**What you need to do**
Which newspaper does the Kansas school choice text cite as its source on Education Savings Accounts?

**Text block**
* * *
State lawmakers in Kansas are turning to school choice as a way to help correct the growing problems with extended remote learning regimes.

According to the Topeka Capital-Journal, parents would be able to create Education Savings Accounts, or ESAs, for their kids:

ESAs allow families to access the base per-pupil aid normally given to a public school district to support their child. Those funds can be used for private school tuition, as well as textbooks, education-related therapies and tutoring and expenses related to homeschooling.

Not every student would be eligible, but among those included would be:

…those whose districts have required remote or hybrid learning for a prolonged period of time. Students would need to requalify on a year-to-year basis, meaning that once a district transitions back to in-person learning, their pupils would potentially lose their ESAs.

The education establishment is not happy with the idea, because the program could divert substantial numbers of kids – and state dollars – into education options parents think are best.

It’s a debate that’s occurring across the country, particularly in some high-profile areas where teacher’s unions are resisting calls to reopen public schools to in-person instruction – either this year or even in the fall.

The nation’s public school systems were in trouble before the pandemic hit. Now, the virus has exposed the problems to all. The immediate question is when public schools can safely reopen. The longer-term question that’s now unavoidable: what sort of education system will we have for the future?
* * *
**Extracted data**

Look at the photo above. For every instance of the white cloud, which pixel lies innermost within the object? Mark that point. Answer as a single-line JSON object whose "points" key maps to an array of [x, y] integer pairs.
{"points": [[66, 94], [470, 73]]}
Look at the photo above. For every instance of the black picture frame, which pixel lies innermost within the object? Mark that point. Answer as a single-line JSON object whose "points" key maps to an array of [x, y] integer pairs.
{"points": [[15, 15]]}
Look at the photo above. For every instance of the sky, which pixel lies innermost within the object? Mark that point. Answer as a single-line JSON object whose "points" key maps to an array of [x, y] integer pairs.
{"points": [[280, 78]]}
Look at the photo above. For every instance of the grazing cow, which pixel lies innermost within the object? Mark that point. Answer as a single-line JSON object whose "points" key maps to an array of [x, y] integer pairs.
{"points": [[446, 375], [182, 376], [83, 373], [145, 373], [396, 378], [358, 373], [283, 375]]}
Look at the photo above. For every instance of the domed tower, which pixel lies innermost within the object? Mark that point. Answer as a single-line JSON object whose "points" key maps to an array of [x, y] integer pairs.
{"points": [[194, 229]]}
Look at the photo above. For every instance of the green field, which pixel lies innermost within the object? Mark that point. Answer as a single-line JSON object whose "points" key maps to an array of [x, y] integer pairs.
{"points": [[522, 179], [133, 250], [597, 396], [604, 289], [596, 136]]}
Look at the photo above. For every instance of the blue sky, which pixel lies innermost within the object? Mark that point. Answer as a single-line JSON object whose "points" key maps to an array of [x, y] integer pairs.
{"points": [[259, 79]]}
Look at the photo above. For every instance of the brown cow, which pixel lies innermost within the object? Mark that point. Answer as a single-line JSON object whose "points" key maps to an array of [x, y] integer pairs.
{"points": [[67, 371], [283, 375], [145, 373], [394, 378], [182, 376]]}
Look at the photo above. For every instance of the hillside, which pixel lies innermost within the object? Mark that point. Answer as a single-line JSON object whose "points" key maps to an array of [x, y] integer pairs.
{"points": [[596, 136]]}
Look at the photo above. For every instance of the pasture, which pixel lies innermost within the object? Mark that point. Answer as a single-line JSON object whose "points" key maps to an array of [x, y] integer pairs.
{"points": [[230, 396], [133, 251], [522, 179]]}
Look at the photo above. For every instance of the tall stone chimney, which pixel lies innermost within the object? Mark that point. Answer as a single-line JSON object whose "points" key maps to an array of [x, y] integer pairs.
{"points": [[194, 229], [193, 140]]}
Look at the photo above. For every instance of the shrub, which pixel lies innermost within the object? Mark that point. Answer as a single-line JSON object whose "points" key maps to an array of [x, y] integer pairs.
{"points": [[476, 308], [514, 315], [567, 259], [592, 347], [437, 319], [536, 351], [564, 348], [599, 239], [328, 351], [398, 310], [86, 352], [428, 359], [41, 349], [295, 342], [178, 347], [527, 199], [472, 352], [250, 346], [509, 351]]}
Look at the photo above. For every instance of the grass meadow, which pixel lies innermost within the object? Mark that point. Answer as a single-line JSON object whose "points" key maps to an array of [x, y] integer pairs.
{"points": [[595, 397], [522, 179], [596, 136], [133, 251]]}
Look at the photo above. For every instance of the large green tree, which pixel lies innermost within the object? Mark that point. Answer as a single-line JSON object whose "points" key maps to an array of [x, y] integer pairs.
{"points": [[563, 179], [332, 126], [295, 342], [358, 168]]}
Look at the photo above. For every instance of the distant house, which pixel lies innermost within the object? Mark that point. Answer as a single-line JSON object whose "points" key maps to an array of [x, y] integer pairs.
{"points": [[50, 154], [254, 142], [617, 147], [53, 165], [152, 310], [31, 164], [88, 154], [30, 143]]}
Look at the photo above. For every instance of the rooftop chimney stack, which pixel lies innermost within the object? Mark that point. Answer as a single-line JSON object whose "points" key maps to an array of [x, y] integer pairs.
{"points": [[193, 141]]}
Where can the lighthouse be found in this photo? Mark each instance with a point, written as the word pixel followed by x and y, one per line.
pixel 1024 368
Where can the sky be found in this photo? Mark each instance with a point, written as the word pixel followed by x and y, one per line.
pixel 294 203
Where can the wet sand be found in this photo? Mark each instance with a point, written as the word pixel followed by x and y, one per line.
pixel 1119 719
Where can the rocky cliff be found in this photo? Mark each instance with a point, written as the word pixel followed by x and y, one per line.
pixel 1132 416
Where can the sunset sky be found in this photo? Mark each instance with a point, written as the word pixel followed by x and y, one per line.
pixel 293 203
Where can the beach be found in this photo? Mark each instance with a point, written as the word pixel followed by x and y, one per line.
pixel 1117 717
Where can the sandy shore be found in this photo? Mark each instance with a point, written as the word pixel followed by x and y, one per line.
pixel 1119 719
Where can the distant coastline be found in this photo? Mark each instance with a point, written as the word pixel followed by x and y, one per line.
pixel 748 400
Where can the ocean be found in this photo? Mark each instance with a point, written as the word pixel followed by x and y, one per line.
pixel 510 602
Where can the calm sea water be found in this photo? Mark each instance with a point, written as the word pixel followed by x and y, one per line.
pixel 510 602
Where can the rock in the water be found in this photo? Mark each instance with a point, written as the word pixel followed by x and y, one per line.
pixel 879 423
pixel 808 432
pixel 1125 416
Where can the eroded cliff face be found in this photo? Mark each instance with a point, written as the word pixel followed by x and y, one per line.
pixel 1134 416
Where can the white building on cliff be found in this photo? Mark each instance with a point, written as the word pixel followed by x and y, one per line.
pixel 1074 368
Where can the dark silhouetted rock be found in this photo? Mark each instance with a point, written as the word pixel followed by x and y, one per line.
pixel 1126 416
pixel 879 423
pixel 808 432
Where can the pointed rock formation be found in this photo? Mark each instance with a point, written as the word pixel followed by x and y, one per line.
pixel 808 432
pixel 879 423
* * *
**Answer section**
The Topeka Capital-Journal